_Input material:_
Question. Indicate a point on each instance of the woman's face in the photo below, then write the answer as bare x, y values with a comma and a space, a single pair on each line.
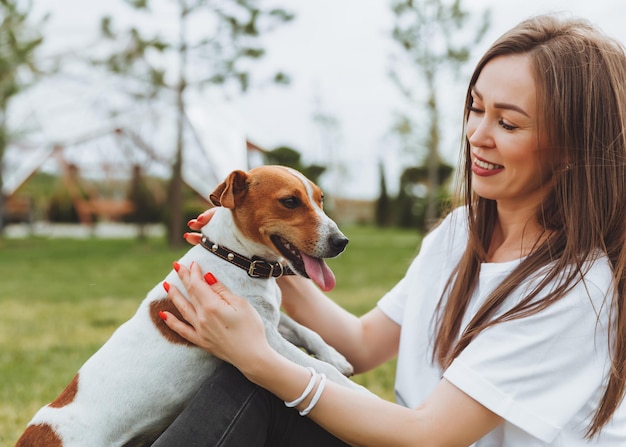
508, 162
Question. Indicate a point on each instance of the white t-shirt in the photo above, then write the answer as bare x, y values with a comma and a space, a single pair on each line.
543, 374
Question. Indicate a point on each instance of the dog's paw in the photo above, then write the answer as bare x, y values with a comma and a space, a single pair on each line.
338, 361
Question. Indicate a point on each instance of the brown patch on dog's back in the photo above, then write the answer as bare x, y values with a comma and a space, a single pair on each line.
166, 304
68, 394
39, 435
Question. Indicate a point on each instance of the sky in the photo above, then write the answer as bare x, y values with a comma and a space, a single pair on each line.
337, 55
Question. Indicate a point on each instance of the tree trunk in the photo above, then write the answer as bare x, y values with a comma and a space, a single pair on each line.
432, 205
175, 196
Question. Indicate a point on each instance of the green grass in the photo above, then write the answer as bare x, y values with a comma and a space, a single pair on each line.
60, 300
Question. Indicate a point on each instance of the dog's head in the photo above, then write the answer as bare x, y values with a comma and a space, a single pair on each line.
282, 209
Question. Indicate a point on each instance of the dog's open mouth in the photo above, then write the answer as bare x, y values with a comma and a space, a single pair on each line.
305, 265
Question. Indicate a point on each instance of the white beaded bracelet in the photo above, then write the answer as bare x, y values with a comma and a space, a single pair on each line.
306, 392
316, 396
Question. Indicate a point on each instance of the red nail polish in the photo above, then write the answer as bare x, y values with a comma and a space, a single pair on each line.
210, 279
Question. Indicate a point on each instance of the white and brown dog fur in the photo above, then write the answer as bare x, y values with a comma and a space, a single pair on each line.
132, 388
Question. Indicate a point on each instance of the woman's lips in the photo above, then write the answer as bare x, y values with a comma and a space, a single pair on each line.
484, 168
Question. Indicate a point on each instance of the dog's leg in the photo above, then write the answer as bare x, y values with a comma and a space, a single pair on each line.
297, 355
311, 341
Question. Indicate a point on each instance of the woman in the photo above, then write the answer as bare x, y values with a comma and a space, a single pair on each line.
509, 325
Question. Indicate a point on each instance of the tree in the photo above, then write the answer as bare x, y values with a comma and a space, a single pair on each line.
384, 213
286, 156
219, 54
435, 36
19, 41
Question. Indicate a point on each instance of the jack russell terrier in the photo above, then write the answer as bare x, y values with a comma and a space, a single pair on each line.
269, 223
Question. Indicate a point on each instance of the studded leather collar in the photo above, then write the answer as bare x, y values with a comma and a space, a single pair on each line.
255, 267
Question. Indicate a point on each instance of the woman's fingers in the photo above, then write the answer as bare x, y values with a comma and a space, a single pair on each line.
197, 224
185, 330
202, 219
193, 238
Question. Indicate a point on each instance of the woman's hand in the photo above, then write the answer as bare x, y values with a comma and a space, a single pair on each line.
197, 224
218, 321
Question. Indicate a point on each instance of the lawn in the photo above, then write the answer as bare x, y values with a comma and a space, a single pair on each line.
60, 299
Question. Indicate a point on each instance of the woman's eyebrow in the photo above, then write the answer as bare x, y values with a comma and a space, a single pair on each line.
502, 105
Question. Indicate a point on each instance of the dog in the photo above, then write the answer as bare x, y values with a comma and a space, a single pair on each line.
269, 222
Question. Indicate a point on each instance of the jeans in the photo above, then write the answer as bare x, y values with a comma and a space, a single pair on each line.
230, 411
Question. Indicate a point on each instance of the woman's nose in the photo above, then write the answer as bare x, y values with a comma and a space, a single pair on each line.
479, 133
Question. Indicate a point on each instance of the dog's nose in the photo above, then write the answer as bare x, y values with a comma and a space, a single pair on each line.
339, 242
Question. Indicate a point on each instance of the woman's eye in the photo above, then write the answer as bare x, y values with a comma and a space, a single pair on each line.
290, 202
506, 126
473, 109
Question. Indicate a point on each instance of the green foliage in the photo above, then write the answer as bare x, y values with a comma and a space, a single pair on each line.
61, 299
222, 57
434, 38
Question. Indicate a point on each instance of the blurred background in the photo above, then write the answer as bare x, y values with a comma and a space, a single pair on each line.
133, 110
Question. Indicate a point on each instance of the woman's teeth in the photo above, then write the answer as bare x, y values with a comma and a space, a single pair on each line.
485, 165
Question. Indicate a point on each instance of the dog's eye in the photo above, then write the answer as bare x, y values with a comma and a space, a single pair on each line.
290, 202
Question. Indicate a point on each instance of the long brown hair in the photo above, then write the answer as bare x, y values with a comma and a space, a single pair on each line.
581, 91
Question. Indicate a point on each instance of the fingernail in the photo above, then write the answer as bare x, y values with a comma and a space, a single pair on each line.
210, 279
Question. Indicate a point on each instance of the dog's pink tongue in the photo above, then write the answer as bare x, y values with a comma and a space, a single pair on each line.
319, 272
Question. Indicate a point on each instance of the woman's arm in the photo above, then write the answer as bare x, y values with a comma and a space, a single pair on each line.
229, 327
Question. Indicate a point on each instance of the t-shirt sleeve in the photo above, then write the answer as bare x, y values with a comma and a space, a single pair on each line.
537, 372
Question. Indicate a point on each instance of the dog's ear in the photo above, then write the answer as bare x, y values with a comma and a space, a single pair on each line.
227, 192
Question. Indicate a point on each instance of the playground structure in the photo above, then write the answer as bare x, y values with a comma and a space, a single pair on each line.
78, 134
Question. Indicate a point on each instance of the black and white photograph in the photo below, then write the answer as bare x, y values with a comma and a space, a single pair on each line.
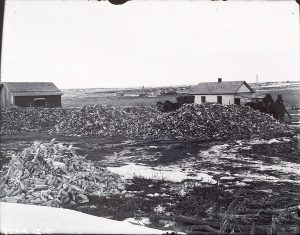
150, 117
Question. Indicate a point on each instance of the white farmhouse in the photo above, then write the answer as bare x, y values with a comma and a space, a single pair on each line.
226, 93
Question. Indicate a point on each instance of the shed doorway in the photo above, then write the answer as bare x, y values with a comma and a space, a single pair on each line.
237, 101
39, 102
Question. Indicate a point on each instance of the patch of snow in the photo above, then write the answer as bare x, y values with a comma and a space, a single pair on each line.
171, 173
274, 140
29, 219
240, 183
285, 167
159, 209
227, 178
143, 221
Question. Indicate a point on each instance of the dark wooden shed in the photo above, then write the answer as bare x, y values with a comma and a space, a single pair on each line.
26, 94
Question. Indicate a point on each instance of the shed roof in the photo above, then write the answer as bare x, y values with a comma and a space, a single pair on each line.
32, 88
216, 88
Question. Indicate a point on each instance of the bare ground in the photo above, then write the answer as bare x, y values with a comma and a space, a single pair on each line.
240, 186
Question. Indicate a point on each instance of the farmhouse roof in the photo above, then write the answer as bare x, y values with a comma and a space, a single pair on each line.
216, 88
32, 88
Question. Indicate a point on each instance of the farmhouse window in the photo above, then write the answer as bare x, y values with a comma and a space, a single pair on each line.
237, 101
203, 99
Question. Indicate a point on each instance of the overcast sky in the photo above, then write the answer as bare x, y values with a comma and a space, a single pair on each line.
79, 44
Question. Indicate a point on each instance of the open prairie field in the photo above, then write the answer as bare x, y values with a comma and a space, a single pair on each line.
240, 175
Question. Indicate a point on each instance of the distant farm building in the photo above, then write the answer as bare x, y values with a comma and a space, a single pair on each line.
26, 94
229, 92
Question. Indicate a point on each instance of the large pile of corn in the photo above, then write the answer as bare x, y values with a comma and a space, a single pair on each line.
...
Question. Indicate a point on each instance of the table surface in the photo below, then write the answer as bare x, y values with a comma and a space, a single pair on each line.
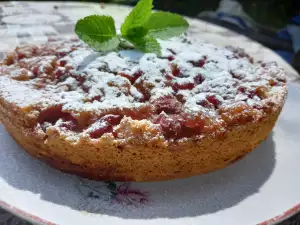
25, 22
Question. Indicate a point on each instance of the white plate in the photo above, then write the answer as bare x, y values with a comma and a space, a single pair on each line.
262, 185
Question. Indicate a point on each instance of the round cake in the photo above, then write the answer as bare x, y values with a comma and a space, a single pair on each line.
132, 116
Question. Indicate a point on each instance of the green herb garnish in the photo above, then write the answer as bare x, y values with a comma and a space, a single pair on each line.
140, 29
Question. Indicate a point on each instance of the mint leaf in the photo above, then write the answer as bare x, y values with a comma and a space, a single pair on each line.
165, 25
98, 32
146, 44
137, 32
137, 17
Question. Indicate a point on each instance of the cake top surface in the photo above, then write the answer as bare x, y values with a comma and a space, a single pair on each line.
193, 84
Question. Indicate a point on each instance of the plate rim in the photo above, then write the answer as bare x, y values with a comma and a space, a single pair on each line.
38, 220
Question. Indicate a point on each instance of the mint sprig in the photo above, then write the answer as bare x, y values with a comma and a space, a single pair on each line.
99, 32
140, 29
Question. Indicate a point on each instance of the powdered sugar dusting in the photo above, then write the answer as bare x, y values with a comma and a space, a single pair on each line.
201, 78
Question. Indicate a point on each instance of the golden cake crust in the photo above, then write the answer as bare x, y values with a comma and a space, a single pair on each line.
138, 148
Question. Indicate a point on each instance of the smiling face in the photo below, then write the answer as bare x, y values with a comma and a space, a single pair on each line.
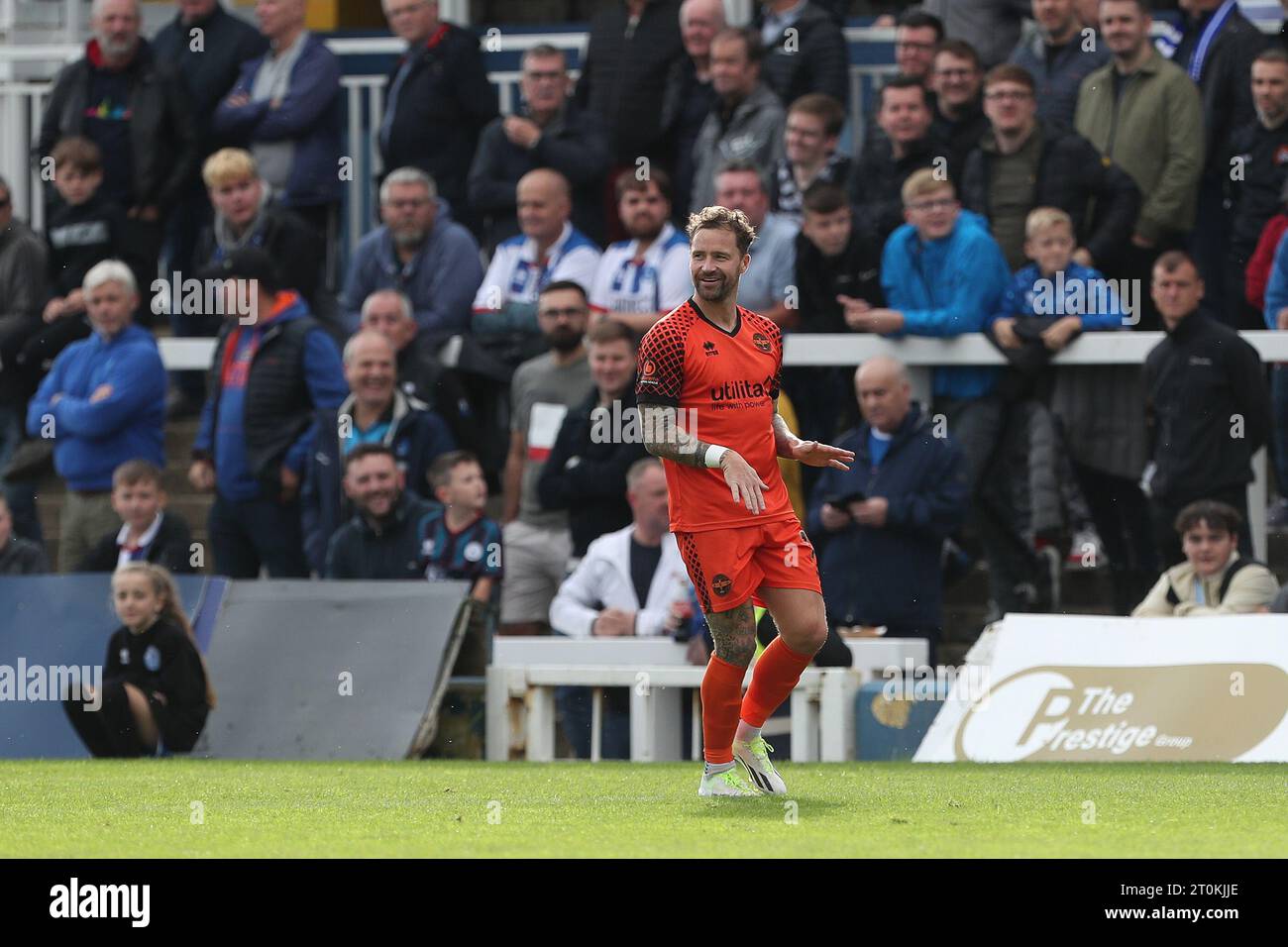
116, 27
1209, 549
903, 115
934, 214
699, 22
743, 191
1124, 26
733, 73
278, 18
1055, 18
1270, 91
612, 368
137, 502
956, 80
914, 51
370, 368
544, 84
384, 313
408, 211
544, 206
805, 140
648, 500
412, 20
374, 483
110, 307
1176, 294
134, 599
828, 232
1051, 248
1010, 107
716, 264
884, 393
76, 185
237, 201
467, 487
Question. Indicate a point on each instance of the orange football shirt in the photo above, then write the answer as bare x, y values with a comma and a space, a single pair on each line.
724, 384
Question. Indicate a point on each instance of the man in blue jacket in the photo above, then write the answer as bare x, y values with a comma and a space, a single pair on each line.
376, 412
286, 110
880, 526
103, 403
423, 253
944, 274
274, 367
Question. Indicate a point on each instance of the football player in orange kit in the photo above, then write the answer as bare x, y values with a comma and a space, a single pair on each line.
--
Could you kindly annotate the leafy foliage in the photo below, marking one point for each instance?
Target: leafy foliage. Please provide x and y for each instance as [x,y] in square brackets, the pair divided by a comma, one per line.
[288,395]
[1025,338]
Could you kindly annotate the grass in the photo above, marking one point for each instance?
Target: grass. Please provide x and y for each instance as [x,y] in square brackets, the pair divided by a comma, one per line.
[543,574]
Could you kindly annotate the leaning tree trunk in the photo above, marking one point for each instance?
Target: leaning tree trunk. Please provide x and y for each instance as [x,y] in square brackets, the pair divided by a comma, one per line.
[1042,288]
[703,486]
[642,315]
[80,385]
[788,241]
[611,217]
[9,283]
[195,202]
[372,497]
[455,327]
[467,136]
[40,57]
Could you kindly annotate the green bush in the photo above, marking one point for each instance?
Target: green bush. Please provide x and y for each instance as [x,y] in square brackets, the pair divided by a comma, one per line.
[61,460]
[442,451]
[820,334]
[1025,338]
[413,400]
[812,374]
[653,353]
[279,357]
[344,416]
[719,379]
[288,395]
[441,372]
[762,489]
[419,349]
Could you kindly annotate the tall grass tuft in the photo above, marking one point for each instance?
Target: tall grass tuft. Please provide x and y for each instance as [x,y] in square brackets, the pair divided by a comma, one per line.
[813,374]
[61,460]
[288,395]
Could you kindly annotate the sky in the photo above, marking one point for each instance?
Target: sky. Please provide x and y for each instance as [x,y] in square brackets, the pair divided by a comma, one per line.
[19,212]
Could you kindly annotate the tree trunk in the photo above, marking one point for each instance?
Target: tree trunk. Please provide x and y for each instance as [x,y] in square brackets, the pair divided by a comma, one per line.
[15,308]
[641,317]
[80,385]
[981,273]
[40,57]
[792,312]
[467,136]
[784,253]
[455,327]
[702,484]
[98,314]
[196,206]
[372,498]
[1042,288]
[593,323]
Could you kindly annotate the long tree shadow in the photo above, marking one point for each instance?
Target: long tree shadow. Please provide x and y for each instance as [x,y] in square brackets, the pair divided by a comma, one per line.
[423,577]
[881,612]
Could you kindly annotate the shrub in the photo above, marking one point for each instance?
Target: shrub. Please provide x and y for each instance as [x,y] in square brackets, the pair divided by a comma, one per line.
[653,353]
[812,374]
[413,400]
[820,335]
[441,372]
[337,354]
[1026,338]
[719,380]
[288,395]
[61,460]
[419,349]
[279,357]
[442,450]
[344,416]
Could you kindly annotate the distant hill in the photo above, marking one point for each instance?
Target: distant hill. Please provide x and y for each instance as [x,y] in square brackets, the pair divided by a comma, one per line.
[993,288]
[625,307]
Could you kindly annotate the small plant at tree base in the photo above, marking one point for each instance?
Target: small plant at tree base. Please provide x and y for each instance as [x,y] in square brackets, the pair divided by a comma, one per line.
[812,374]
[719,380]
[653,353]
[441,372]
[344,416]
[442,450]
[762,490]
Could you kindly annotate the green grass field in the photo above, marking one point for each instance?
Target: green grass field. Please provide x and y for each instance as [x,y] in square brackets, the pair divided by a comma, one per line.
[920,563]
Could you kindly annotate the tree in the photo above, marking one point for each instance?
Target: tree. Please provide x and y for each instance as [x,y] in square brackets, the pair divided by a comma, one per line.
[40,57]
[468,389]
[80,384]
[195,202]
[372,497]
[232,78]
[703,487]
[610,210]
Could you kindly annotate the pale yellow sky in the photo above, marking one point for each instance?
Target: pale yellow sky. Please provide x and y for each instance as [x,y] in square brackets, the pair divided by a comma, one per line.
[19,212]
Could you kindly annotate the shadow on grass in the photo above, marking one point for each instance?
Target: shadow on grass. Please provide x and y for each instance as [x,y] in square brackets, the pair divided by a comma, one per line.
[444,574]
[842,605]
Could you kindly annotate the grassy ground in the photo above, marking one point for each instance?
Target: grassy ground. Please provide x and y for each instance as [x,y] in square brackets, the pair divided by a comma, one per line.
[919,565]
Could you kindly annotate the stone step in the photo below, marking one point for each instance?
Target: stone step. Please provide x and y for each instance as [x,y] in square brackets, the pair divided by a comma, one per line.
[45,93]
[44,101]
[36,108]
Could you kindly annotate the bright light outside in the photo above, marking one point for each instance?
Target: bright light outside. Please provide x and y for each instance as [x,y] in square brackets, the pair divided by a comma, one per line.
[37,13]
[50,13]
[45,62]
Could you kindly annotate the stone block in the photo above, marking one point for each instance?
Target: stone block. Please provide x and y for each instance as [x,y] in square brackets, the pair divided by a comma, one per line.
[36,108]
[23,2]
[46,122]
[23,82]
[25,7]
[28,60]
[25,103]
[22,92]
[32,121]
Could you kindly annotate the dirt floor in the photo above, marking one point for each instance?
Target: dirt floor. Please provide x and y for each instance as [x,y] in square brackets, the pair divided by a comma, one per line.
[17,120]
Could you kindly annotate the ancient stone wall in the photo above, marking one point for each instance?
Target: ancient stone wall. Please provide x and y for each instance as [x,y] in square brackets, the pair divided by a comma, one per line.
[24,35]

_Work request:_
Please give back, exactly as it stands above, the stretch from the line with "the farmhouse window" through the line with "Question. Indicate a point on each instance of the large", and no line outside it.

_Written solution:_
Question. Indicate a point on each instance of the farmhouse window in the photo above, then write the answer as bare x, y values with a comma and a space, a single pair on each line.
237, 101
203, 99
Question. Indicate a point on each instance of the overcast sky in the photo above, then write the answer as bare x, y values with a comma and a space, a single pair on each line.
79, 44
Question. Indicate a point on each instance of the open prairie field in the photo above, then write the answer as bare x, y values with a comma and a space, a single pair on each line.
240, 175
Question. Indicate a point on each instance of the distant farm building in the photo above, then write the answer as bare x, y values with a comma and a space, a single pair on each line.
26, 94
229, 92
Question. Indicate a point on each instance of the large pile of corn in the photo above, then write the answer as bare x, y values with a comma and a space, a single pair on each line.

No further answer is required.